Aside from the fact that I find this to be a rather vague question, I'm not exactly sure how to answer. I suspect I don't know where "all this" leads.
"Nothing a person says, regarding the real respect gained for their character, matters. What a person does, what a person succeeds at matters."
I suspect this means that speaking is not an action? (It is a strange metaphysical stance to claim that words don't matter). Isn't speaking a thing that people do? Perhaps you are referring to speech without success, but is there such a thing as successful speech, and if so should this speech be considered an action? I would think that a person who does words is a person who does something. I would also think that a person who succeeds at words is a person that succeeds at something.
"When everything is dissolved to its last contents, I don't care about words, I care about deeds -- only backed by words..."
I must admit, this is quite difficult to understand. Are deeds backed by words or words backed by deeds? Do deeds inspire words or do words inspire deeds? Could it not be a kind of mutual exchange? (In either case it would seem your calculation here is flawed).
"Generally, words are so cheap, they cost nothing. Why should we think them so valuable?"
Truly I would love to probe your assertion that words are cheap, but I suspect this might lead to the conclusion that they are not so cheap as you think. Whether or not words cost something depends on what we mean by cost? Surely they must cost something?
If you reject the value of words then why do you not reject words altogether? (Here and now you would use words to solidify the valuelessness of words?) Is this because words have no value? (Or perhaps they only have value in a negative sense?) In sharp contrast to your assertions, words are one of the most valuable things I have ever encountered... in all truth my friend, I would be lost without them.
At times it is action enough simply for a man to use the right words. Using words powerfully is one of the most important things a person can do. To be a success with words is one of the greatest successes one can ever achieve.

• [Supplied material]:
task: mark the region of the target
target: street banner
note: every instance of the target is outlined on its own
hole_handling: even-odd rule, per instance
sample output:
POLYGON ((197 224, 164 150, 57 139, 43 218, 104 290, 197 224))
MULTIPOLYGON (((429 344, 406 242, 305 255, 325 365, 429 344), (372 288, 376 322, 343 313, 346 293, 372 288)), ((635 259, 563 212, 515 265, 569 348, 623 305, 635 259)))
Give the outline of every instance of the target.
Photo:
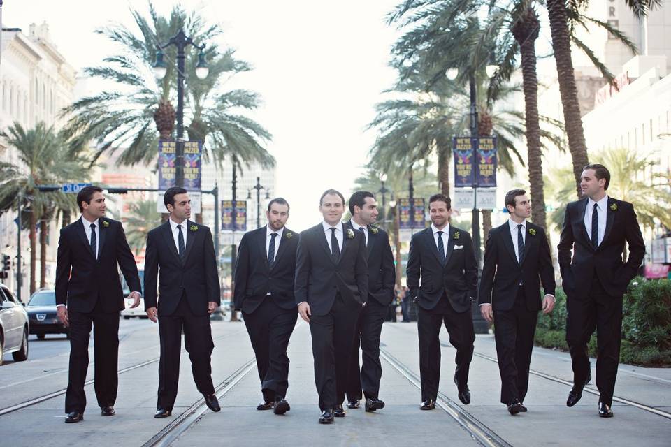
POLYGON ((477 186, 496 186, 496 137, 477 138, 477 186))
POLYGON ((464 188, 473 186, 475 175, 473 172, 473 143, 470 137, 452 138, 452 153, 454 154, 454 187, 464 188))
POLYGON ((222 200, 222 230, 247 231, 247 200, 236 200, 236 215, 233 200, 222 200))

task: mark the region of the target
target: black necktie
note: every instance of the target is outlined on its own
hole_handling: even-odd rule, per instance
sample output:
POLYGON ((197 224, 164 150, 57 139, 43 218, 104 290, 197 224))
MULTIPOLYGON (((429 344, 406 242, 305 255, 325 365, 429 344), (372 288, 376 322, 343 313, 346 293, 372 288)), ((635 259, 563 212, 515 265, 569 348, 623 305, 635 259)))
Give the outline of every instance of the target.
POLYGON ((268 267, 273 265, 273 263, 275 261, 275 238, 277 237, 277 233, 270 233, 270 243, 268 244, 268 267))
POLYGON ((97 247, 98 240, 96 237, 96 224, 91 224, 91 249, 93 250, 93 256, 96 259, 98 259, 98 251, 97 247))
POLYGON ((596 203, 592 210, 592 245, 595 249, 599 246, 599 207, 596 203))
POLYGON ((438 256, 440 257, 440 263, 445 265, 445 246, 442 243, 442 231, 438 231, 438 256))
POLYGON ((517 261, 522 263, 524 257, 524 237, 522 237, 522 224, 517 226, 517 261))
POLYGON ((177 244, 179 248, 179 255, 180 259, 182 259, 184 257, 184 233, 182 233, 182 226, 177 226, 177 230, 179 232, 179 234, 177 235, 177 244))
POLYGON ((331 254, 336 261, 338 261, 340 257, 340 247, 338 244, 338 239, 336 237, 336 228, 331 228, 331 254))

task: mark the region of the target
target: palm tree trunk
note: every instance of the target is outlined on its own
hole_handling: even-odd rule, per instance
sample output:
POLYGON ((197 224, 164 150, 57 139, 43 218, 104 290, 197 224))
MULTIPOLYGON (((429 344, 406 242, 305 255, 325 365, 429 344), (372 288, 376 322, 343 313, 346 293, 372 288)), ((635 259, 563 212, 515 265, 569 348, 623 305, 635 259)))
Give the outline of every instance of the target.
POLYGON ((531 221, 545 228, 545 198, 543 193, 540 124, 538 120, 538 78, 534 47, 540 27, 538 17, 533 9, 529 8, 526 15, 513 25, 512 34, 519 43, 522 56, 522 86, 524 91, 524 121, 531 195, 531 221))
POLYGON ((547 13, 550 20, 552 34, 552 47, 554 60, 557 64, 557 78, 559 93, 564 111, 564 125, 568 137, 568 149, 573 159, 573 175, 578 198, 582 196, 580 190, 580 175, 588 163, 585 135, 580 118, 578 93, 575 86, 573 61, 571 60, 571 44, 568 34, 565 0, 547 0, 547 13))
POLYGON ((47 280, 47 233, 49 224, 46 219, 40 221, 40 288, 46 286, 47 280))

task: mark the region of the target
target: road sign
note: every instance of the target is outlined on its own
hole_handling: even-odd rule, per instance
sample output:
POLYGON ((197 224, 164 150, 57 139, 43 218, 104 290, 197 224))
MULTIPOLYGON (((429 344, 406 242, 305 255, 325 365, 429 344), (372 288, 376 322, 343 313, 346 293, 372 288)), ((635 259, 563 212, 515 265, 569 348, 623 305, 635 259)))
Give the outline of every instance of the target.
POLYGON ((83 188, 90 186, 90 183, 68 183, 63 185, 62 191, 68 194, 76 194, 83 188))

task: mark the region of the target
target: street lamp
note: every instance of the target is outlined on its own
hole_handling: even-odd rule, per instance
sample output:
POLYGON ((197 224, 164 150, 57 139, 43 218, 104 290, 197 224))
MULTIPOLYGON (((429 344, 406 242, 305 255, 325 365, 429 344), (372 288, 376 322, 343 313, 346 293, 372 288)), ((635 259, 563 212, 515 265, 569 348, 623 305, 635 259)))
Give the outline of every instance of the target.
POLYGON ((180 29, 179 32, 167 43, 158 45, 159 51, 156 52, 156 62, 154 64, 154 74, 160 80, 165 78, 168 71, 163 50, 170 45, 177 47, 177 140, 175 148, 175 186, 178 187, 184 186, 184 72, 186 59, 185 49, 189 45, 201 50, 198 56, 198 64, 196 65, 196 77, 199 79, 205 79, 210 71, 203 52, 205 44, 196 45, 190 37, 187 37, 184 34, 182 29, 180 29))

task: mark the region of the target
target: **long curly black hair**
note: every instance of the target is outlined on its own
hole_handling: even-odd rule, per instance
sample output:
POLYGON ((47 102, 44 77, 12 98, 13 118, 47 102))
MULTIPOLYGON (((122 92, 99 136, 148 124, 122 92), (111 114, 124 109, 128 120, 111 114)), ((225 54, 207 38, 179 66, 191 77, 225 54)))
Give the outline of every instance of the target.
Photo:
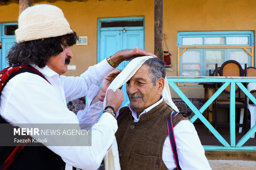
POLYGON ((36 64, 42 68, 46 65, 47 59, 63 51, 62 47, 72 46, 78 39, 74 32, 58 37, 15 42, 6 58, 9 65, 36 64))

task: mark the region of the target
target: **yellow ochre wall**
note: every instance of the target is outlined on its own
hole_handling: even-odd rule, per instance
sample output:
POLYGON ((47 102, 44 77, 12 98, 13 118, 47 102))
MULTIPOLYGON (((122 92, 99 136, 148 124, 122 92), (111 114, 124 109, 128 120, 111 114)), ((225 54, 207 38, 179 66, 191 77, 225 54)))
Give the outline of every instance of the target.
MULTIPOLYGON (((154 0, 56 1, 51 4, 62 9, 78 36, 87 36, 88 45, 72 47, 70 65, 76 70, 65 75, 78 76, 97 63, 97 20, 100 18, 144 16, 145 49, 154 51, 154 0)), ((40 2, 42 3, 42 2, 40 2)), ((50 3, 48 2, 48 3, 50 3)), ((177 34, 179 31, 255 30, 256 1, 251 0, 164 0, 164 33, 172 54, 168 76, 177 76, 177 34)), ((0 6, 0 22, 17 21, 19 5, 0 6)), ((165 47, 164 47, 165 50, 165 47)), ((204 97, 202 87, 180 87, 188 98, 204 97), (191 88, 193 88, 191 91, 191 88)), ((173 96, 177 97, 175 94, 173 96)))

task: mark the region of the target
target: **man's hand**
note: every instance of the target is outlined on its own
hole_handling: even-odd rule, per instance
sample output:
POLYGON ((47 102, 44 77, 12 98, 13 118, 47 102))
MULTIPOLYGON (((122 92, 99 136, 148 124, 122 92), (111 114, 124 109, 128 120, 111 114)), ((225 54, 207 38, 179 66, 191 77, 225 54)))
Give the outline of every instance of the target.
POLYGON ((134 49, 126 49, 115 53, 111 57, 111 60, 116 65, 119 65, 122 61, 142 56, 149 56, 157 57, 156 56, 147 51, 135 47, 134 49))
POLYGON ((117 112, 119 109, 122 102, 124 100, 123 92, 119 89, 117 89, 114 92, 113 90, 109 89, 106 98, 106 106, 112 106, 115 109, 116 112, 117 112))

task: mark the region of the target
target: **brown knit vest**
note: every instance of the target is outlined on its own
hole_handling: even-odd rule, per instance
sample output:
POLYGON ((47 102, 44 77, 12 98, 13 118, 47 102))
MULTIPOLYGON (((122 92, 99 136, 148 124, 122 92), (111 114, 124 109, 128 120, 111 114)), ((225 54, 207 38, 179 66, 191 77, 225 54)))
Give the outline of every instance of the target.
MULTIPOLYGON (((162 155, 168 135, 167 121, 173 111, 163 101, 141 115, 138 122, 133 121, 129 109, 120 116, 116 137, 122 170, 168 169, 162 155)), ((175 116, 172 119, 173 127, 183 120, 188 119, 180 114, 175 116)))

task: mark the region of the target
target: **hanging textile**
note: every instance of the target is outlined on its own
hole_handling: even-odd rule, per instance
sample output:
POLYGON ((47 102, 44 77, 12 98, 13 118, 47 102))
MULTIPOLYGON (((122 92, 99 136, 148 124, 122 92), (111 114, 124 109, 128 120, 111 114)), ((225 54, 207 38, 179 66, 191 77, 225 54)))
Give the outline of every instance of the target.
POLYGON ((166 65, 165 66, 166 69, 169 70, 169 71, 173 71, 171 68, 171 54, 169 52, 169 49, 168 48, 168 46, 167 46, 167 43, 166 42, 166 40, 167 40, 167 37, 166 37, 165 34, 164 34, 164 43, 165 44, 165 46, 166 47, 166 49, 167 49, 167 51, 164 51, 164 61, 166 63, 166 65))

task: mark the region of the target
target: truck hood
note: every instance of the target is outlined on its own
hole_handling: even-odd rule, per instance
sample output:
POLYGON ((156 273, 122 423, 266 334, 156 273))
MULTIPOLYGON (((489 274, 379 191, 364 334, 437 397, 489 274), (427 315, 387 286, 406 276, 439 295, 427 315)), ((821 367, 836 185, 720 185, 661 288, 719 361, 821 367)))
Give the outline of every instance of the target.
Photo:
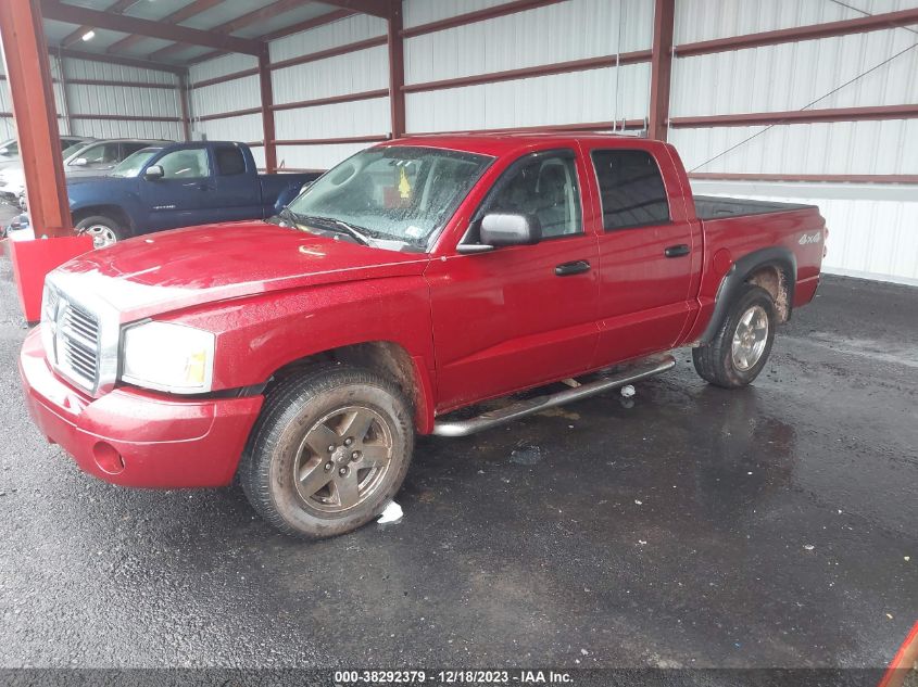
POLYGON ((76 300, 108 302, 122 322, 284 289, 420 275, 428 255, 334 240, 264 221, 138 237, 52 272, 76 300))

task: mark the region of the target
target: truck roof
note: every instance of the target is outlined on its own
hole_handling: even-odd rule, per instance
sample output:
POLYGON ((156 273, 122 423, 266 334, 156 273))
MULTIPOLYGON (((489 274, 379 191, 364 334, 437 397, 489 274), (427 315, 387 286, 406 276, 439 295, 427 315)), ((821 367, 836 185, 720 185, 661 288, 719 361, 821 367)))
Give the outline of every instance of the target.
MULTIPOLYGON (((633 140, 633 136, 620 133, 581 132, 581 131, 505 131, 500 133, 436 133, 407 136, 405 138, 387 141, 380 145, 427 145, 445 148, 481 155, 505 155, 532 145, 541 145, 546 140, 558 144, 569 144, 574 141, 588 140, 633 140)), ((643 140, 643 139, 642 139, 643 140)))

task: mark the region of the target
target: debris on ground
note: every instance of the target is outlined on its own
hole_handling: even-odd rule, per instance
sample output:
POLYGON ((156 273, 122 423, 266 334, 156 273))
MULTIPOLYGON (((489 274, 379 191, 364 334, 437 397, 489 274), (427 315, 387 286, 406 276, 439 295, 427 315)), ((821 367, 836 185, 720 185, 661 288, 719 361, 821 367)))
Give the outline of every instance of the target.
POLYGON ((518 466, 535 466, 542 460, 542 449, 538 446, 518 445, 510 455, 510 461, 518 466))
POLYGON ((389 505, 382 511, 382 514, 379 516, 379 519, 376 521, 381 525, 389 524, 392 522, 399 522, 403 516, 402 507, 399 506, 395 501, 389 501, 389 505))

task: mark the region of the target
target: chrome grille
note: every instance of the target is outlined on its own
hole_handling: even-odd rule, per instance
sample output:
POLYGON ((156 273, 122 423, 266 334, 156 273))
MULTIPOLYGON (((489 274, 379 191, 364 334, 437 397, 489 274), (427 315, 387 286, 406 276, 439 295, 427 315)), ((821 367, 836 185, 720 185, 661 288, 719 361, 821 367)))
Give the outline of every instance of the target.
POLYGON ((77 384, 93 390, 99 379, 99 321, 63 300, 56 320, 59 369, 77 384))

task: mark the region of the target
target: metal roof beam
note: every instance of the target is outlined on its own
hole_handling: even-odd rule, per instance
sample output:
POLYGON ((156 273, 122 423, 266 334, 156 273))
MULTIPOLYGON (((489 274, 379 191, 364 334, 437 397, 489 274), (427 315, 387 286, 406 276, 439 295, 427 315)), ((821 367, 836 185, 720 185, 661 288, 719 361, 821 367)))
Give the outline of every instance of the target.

• [What you need to do]:
**1.** The passage on words and deeds quotes another speaker several times. List every quoted statement it contains.
**2.** Copy out the rows from their first line through the line containing "POLYGON ((222 200, 222", including both of those lines. Leave the pictures out.

• [Answers]:
**1.**
1. "Nothing a person says, regarding the real respect gained for their character, matters. What a person does, what a person succeeds at matters."
2. "When everything is dissolved to its last contents, I don't care about words, I care about deeds -- only backed by words..."
3. "Generally, words are so cheap, they cost nothing. Why should we think them so valuable?"

**2.**
task: mark the region of the target
target: street banner
note: every instance of the target is outlined on its own
hole_handling: even-odd rule, per instance
sample output:
POLYGON ((197 224, 164 150, 57 139, 43 218, 104 290, 197 224))
MULTIPOLYGON (((429 344, 406 242, 305 255, 325 365, 429 344), (372 288, 376 322, 343 313, 346 293, 372 288)), ((635 259, 563 212, 515 265, 569 348, 623 305, 635 259)))
Give the outline of every instance of the target.
Photo:
POLYGON ((477 186, 496 186, 496 137, 477 138, 477 186))
POLYGON ((464 188, 473 186, 475 175, 473 172, 473 143, 470 137, 452 138, 452 153, 454 154, 454 187, 464 188))
POLYGON ((222 200, 222 230, 247 231, 247 200, 236 200, 236 215, 233 200, 222 200))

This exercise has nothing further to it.